## The problem:
Change every "instance" to "occurrence" in all the records below, keeping the rest of each line the same. Leave the pictures out of your answer.

## Listed entries:
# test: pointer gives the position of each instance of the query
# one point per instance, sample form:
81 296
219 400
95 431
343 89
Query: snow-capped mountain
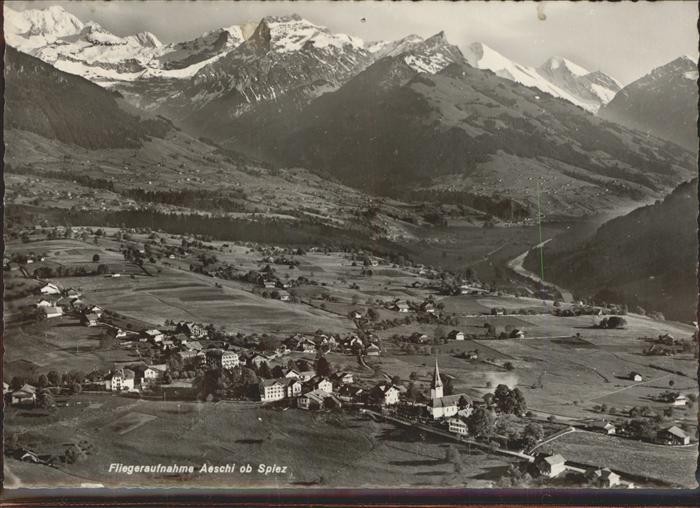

## Answer to this problem:
# test: pointer gives the position of each occurrence of the query
# one point per occurrence, sample form:
81 296
219 400
95 431
343 89
Query: snow-capped mountain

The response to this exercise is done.